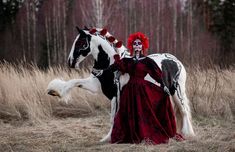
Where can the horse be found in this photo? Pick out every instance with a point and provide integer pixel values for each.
(103, 46)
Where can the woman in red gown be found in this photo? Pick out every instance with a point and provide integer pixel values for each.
(145, 112)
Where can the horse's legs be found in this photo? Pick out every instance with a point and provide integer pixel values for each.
(107, 138)
(183, 109)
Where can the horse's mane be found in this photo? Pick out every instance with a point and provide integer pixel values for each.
(103, 33)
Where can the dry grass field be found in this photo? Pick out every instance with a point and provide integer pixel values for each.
(31, 120)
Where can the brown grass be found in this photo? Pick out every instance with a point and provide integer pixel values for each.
(31, 120)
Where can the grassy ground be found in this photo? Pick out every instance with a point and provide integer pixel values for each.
(31, 120)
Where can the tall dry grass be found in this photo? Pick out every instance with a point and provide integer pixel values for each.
(23, 94)
(212, 92)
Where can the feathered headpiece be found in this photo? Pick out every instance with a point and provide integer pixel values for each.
(140, 36)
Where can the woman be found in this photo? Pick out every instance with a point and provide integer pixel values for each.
(145, 112)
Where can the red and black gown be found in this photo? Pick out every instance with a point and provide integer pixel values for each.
(145, 111)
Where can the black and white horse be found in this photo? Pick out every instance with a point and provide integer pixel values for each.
(103, 46)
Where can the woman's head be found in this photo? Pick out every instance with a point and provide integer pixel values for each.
(138, 42)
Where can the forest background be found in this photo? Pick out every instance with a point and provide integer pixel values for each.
(36, 37)
(198, 32)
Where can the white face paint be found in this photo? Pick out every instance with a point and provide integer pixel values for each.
(137, 45)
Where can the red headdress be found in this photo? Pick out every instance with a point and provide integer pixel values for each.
(140, 36)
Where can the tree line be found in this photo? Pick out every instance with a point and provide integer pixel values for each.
(200, 32)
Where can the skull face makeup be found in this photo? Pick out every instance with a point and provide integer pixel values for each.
(138, 42)
(137, 45)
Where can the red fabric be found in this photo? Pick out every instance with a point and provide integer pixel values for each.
(140, 36)
(145, 113)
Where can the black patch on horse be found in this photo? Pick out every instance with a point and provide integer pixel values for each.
(170, 74)
(103, 60)
(109, 88)
(82, 46)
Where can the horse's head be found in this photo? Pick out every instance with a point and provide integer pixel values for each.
(97, 42)
(80, 49)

### The problem
Can you set down all of the records above word for word, leaving out the pictures?

### Problem solution
Where can the horse be found in this photo? Pick out every instance with a point and provide integer pixel values for each.
(103, 46)
Where can the woman in red gown be found in this photo? Pick out every instance with a point and provide integer pixel values for each.
(145, 112)
Where can the horse's legs be found in this photo? Pick out every instance with a point and provide integer pixel values for each.
(107, 138)
(183, 109)
Where can the horse's mane be found in this photo? Pick out every instance with a point and provide integer pixel values for each.
(103, 33)
Where can the dry grass field be found in this photo? Pick out every instance with a point and provide integer pixel values for each.
(31, 120)
Where can the brown grass be found in this photo? Pick out every instance with a point and provide integer pixel values for each.
(31, 120)
Where can the grassy ground be found in this photo? Pick out every instance with a point and provide integer pixel values for each.
(31, 120)
Where can the tall dry grass be found in this photo? Pick out every instance with a point and provide integer pixel values for each.
(23, 94)
(212, 92)
Where can the feathered headpiece be found in this photo? Pick out every instance with a point and provide integer pixel values for each.
(140, 36)
Where can the woman be found in this photo? Pick out every instance with a point and provide integer pixel values for each.
(145, 112)
Where can the red and black gown be found in this photo? Pick out every instance with a point and provide integer pixel values for each.
(145, 111)
Where can the black and white horse be found in this photo? Pick out every instance with a point and provide integer pixel values for each.
(103, 46)
Where can the woman's head be found in this photo? Pick out every instance with a point and provide integer pixel values for each.
(138, 42)
Where can the forest background be found in this photo? Pick out every instance with a point and provide integer pixel values for each.
(36, 37)
(198, 32)
Where can the white face paint be found in this photo? Pick out every instance with a point and provide integer pixel values for each.
(137, 45)
Where can the red headdress be found in this photo? Pick out every instance with a point and provide integer pixel values for each.
(140, 36)
Where can the tree line be found in this photo? Pick out every instance with a point and provide integer pixel values for each.
(200, 32)
Where can the skull face makeup be found in this photo? Pick out every instance with a point and provide integer pixel values for each.
(138, 42)
(137, 45)
Where can the red fabric be found in this photo? Pick out every instance with a point and provide integer pixel values for each.
(140, 36)
(145, 113)
Where can the black patch on horse be found in this photo? Pick out every instance with a point and provide integer pixel values for each.
(170, 74)
(103, 60)
(109, 88)
(82, 46)
Where can the horse's head be found in this photo? Pick out every instance with a point and provide integer pixel values for each.
(97, 42)
(80, 49)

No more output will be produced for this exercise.